** BEGIN **

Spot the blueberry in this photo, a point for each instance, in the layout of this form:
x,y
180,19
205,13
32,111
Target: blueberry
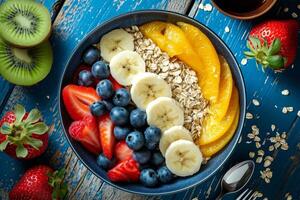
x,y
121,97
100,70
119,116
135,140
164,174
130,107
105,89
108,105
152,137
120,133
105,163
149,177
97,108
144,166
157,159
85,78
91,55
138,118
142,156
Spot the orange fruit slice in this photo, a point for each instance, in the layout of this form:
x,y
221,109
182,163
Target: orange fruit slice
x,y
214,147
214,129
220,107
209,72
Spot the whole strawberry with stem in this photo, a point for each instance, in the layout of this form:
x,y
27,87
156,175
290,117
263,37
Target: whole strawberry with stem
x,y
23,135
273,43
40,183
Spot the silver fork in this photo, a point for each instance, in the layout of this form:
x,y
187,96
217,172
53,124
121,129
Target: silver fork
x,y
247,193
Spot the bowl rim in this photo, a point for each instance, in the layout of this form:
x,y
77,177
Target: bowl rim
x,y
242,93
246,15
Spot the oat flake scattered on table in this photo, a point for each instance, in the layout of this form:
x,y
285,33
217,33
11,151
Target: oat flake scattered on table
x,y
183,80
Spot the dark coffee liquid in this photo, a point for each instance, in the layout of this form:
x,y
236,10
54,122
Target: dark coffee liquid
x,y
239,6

** END **
** BEGIN **

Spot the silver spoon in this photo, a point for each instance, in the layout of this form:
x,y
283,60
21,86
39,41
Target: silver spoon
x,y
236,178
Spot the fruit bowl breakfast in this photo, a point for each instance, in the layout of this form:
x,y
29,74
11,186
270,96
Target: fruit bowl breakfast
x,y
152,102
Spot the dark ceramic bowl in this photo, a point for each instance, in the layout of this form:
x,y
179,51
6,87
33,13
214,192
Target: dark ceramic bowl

** END **

Task brief:
Please count the lines in the two blocks above that contain the word "breakfast" and give only that number.

The answer:
2